§ Aim of the task:
Return each of the following rows unchanged, reproducing every line character for character.

§ Exercise inputs:
-- begin --
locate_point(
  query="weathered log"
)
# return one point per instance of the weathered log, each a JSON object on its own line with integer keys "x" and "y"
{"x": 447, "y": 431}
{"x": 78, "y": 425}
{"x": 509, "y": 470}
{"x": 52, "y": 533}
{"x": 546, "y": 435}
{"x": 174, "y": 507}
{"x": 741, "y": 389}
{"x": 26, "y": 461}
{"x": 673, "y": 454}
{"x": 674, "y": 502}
-- end --
§ Complete output:
locate_point(
  query="weathered log"
)
# return one point per instance of the weathered log, each a JSON object on its own line with integer keys "x" and "y"
{"x": 447, "y": 431}
{"x": 78, "y": 425}
{"x": 509, "y": 470}
{"x": 52, "y": 533}
{"x": 546, "y": 435}
{"x": 174, "y": 507}
{"x": 741, "y": 389}
{"x": 26, "y": 461}
{"x": 673, "y": 454}
{"x": 674, "y": 502}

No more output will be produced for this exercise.